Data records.
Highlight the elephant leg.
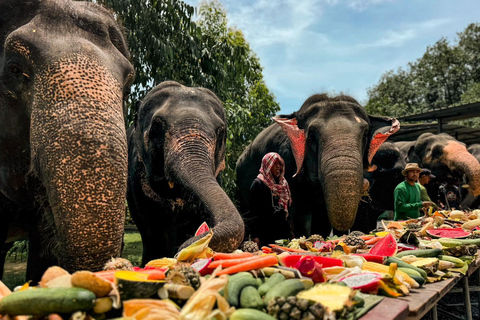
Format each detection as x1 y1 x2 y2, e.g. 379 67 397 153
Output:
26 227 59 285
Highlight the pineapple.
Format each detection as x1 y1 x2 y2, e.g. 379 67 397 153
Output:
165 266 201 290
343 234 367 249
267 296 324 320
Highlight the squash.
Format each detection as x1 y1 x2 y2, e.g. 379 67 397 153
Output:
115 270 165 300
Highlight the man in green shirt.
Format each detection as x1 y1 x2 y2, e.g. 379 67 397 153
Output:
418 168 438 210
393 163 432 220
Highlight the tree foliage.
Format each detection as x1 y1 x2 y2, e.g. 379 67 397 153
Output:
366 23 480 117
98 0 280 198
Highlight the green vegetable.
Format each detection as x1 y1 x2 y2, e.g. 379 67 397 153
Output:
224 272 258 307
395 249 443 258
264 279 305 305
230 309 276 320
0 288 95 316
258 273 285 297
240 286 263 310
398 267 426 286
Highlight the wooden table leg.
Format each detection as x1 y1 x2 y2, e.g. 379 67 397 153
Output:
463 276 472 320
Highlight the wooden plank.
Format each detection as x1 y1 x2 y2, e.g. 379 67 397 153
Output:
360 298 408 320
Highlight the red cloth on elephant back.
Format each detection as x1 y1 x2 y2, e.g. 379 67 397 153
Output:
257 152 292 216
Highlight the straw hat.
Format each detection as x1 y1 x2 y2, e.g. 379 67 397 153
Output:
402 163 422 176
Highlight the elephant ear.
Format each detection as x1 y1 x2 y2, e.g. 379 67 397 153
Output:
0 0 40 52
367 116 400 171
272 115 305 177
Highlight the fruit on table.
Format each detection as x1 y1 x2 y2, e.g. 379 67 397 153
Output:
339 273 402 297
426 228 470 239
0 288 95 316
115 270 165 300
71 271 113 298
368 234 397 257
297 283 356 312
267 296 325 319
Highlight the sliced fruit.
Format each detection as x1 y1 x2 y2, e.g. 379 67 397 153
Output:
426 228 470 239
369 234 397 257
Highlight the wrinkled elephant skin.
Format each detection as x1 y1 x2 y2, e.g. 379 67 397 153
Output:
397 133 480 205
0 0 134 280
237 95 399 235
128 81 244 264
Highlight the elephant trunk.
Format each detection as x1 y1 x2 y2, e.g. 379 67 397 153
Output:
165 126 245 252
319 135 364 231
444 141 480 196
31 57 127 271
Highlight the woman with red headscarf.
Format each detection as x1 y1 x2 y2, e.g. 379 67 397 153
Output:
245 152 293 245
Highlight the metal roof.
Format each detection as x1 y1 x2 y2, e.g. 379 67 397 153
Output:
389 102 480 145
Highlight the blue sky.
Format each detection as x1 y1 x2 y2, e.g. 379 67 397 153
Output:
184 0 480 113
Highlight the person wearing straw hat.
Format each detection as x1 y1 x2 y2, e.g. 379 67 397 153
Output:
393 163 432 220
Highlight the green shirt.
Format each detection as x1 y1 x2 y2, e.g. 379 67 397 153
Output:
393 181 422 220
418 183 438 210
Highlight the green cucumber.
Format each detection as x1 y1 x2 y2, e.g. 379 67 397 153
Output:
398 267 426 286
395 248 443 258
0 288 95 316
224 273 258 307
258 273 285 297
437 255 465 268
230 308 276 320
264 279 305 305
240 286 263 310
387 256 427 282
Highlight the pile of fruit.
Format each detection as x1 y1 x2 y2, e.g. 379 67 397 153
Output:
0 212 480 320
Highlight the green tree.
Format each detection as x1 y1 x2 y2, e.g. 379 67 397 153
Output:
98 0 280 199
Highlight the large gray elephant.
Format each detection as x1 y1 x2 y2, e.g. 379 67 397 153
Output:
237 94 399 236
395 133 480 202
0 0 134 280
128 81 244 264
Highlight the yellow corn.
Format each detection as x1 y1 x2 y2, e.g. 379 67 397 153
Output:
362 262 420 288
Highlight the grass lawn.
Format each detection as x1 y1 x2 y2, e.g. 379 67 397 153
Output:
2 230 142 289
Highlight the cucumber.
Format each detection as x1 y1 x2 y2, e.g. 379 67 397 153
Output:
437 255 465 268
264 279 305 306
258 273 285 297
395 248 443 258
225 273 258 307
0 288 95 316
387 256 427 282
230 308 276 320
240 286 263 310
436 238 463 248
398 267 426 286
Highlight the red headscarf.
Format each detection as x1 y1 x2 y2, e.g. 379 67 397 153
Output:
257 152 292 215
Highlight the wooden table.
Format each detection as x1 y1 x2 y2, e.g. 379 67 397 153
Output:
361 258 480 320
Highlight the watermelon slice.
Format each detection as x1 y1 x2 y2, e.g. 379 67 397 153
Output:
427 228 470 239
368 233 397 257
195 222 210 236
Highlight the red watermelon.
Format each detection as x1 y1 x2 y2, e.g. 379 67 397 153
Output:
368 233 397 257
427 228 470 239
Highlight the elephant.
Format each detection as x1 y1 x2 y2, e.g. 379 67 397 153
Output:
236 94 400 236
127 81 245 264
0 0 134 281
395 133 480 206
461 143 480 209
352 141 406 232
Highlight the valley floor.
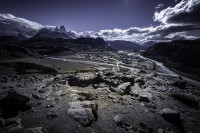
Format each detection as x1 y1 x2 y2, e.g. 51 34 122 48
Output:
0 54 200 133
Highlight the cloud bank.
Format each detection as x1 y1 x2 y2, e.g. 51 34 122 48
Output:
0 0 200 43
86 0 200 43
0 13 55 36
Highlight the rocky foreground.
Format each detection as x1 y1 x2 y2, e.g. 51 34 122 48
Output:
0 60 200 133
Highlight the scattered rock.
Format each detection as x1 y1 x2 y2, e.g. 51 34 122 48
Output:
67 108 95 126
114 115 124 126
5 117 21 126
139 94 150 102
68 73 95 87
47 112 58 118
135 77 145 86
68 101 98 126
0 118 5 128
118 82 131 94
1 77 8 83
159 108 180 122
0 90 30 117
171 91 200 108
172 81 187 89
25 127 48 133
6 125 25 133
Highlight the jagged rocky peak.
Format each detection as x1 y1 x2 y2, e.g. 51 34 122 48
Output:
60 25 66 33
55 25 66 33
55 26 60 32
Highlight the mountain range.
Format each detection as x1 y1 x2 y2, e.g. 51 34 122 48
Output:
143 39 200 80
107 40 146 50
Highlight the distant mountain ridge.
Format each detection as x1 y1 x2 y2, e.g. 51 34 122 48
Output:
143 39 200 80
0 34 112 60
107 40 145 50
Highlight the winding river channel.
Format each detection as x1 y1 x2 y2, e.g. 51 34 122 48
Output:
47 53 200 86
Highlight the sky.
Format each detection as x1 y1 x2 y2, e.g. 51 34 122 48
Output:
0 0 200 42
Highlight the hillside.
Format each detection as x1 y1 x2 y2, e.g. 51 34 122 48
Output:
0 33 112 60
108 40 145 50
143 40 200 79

==

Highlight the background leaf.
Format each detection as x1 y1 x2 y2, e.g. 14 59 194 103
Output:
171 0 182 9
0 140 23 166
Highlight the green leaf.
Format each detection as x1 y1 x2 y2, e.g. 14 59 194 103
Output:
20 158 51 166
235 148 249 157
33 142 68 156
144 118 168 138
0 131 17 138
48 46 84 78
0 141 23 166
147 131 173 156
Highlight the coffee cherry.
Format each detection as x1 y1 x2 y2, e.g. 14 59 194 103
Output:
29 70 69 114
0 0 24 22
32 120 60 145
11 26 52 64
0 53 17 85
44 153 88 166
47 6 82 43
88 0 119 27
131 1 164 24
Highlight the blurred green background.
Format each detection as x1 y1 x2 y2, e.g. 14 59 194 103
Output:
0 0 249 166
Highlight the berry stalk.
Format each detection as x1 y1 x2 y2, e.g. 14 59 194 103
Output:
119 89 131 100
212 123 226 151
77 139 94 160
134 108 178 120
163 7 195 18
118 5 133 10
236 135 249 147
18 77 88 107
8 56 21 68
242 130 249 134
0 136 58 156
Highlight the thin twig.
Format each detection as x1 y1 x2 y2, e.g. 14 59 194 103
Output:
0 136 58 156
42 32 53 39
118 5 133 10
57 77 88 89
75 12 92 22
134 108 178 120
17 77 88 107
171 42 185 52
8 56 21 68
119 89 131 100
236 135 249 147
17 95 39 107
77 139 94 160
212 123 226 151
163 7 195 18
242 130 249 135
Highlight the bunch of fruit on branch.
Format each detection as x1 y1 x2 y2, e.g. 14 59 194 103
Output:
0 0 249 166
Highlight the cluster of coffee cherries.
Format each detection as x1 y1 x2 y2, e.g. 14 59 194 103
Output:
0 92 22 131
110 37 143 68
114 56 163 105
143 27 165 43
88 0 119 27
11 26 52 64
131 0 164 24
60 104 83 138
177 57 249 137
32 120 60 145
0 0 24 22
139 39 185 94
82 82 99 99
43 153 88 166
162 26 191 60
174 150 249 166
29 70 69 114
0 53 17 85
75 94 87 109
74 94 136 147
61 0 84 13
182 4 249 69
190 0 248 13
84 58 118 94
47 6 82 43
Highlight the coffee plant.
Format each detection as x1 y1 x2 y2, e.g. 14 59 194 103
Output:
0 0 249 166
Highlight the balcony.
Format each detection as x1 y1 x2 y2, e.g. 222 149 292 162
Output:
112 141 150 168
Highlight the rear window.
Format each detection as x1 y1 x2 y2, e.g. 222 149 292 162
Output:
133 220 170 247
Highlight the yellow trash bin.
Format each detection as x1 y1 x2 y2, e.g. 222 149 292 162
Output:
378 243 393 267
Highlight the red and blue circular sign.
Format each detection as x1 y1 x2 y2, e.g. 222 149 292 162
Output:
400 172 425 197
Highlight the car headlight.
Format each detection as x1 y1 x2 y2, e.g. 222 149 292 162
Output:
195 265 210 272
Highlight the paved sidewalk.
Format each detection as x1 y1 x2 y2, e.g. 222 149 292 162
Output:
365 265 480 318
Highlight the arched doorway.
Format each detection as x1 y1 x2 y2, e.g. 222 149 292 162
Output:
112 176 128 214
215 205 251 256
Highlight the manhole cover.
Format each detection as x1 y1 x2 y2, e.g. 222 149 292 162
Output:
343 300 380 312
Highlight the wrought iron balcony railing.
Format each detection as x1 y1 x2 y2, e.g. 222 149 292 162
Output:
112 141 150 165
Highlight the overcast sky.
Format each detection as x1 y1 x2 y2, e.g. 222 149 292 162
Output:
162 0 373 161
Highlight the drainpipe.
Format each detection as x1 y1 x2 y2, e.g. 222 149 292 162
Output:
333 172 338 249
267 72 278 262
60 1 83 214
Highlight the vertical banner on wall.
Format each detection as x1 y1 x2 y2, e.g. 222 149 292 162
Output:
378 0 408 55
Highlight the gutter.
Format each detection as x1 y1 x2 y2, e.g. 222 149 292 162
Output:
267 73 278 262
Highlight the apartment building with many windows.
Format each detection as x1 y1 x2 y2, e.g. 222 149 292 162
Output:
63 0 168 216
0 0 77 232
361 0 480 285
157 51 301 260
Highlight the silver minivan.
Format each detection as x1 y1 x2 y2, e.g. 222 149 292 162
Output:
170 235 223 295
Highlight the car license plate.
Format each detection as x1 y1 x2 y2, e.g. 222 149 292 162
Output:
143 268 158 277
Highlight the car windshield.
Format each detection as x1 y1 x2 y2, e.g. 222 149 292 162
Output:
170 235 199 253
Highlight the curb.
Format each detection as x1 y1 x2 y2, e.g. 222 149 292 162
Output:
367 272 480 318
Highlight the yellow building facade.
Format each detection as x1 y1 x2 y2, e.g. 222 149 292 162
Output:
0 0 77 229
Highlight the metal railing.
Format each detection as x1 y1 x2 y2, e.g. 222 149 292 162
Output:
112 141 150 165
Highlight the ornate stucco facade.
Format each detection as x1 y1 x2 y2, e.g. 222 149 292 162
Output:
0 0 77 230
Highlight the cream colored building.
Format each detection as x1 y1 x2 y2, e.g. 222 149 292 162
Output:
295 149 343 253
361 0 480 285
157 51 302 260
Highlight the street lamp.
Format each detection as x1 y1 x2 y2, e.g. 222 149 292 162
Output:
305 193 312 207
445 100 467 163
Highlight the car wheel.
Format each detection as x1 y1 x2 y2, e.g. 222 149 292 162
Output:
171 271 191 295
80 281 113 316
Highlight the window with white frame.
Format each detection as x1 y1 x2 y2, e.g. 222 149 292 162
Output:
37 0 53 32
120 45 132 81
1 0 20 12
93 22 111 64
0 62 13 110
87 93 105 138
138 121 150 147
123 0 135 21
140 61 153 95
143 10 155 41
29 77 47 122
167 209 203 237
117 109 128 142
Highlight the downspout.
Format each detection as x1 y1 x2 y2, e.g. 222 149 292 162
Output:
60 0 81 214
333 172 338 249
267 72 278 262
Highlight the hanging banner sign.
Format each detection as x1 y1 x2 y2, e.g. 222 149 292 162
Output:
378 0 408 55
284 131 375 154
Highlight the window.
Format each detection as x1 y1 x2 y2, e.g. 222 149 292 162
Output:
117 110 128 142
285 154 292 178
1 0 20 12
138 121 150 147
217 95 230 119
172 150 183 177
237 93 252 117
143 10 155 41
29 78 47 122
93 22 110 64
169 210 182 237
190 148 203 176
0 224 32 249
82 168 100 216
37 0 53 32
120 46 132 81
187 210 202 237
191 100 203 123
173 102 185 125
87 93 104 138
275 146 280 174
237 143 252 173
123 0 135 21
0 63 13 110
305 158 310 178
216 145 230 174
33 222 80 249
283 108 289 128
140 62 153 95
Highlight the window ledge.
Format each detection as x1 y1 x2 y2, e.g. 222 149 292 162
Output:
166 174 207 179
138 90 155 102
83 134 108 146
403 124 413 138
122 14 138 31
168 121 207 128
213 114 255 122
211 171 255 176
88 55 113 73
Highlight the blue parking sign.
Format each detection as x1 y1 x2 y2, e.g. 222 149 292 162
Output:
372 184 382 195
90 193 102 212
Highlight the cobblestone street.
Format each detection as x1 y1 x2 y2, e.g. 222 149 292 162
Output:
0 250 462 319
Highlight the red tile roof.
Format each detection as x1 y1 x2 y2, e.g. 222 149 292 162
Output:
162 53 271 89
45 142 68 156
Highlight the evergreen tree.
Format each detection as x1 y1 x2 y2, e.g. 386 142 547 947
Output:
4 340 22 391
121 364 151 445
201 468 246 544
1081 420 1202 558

GIVEN INSTRUCTION. Arrange everything in the records from the line containing "Highlight the elephant leg." down to the line containing "272 115 305 177" as a Markdown table with the columns Row and Text, numbering each line and skipping blank ones. Leave the pictures out.

FULL ANSWER.
| Row | Text |
|---|---|
| 1 | Highlight the elephant leg. |
| 2 | Format each detection as x1 y1 x2 y2, e.g. 379 67 397 153 |
| 3 | Output: |
| 4 | 26 227 59 285 |
| 5 | Highlight the pineapple. |
| 6 | Format each detection as x1 y1 x2 y2, e.g. 379 67 397 153 |
| 7 | Output: |
| 8 | 165 266 201 290 |
| 9 | 343 234 367 249 |
| 10 | 267 296 324 320 |
| 11 | Highlight the squash. |
| 12 | Format each detection as x1 y1 x2 y2, e.g. 379 67 397 153 |
| 13 | Output: |
| 14 | 115 270 165 300 |
| 15 | Highlight the man in green shirt. |
| 16 | Format each detection as x1 y1 x2 y2, e.g. 379 67 397 153 |
| 17 | Output: |
| 18 | 418 168 438 210 |
| 19 | 393 163 432 220 |
| 20 | Highlight the tree foliage. |
| 21 | Format each detection as x1 y1 x2 y2, e.g. 379 67 397 153 |
| 22 | Output: |
| 23 | 366 23 480 117 |
| 24 | 98 0 280 198 |
| 25 | Highlight the green vegetable. |
| 26 | Format each detection as x1 y1 x2 y2, e.g. 379 67 397 153 |
| 27 | Output: |
| 28 | 224 272 258 307 |
| 29 | 395 249 443 258 |
| 30 | 264 279 305 305 |
| 31 | 230 309 276 320 |
| 32 | 0 288 95 316 |
| 33 | 258 273 285 297 |
| 34 | 240 286 263 310 |
| 35 | 398 267 426 286 |
| 36 | Highlight the wooden table leg. |
| 37 | Format each detection as x1 y1 x2 y2, e.g. 379 67 397 153 |
| 38 | Output: |
| 39 | 463 276 472 320 |
| 40 | Highlight the wooden plank. |
| 41 | Format each detection as x1 y1 x2 y2, e.g. 379 67 397 153 |
| 42 | Output: |
| 43 | 360 298 408 320 |
| 44 | Highlight the red cloth on elephant back. |
| 45 | Format each detection as x1 y1 x2 y2, e.g. 379 67 397 153 |
| 46 | Output: |
| 47 | 257 152 292 216 |
| 48 | Highlight the straw hat. |
| 49 | Format each detection as x1 y1 x2 y2, e.g. 379 67 397 153 |
| 50 | Output: |
| 51 | 402 163 422 176 |
| 52 | Highlight the elephant ear. |
| 53 | Format each detection as x1 y1 x2 y2, e.g. 379 67 397 153 |
| 54 | Output: |
| 55 | 0 0 40 52 |
| 56 | 367 116 400 171 |
| 57 | 272 115 305 177 |